**The task**
Write out each of the lines below word for word, keeping every character and mark unchanged.

**Data for review**

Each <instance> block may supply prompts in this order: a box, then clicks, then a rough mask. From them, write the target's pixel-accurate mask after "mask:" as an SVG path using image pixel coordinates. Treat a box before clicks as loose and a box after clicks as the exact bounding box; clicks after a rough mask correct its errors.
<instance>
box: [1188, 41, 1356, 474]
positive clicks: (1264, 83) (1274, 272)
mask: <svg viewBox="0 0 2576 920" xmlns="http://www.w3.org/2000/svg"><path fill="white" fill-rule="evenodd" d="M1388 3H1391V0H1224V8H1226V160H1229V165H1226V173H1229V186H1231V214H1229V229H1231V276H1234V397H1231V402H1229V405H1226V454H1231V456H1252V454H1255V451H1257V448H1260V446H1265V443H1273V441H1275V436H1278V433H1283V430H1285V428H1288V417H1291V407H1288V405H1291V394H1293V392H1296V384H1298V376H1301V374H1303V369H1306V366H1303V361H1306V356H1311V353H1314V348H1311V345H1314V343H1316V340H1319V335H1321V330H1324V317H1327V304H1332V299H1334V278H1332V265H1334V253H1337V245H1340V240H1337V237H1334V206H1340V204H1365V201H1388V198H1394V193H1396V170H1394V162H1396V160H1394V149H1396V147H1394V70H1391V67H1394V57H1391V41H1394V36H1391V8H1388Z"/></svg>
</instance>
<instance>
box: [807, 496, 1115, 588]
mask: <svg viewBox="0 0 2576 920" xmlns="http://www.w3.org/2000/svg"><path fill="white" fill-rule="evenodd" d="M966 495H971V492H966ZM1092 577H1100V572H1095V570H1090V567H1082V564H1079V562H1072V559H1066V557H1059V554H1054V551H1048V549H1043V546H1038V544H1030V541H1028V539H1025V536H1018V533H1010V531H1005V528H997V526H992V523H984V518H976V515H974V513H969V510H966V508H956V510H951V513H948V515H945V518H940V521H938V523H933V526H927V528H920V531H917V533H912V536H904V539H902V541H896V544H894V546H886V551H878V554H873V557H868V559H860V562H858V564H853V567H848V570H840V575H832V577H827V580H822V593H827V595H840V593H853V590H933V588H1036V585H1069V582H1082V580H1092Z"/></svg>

**Result for this exercise**
Each <instance> block may supply prompts in this order: a box, then clicks, then a rough mask. From them, write the target's pixel-accurate mask after "mask:" as an SVG path using image pixel coordinates. Treat a box before clicks as loose and a box after clicks as the exact bounding box; clicks after a rough mask correct its errors.
<instance>
box: [1188, 41, 1356, 474]
positive clicks: (1264, 83) (1274, 272)
mask: <svg viewBox="0 0 2576 920" xmlns="http://www.w3.org/2000/svg"><path fill="white" fill-rule="evenodd" d="M1388 3H1391V0H1224V8H1226V160H1229V165H1226V173H1229V186H1231V214H1229V229H1231V276H1234V397H1231V402H1229V405H1226V454H1231V456H1252V454H1255V451H1257V448H1260V446H1265V443H1273V441H1275V436H1278V433H1283V430H1285V428H1288V417H1291V407H1288V405H1291V394H1293V392H1296V384H1298V376H1301V374H1303V369H1306V366H1303V361H1306V356H1311V353H1314V348H1311V345H1314V343H1316V340H1319V335H1321V330H1324V317H1327V304H1332V299H1334V278H1332V265H1334V253H1337V245H1340V240H1337V237H1334V206H1340V204H1365V201H1388V198H1394V193H1396V170H1394V162H1396V160H1394V149H1396V147H1394V70H1391V67H1394V57H1391V41H1394V36H1391V8H1388Z"/></svg>
</instance>
<instance>
box: [807, 496, 1115, 588]
mask: <svg viewBox="0 0 2576 920" xmlns="http://www.w3.org/2000/svg"><path fill="white" fill-rule="evenodd" d="M966 495H971V492H966ZM1092 577H1100V572H1095V570H1090V567H1082V564H1079V562H1072V559H1066V557H1059V554H1054V551H1048V549H1043V546H1038V544H1030V541H1028V539H1025V536H1018V533H1010V531H1005V528H997V526H992V523H984V518H976V515H974V513H969V510H966V508H956V510H951V513H948V515H945V518H940V521H938V523H933V526H927V528H920V531H917V533H912V536H904V539H902V541H896V544H894V546H886V551H878V554H873V557H868V559H860V562H858V564H853V567H848V570H840V575H832V577H827V580H822V593H827V595H840V593H853V590H933V588H1036V585H1069V582H1082V580H1092Z"/></svg>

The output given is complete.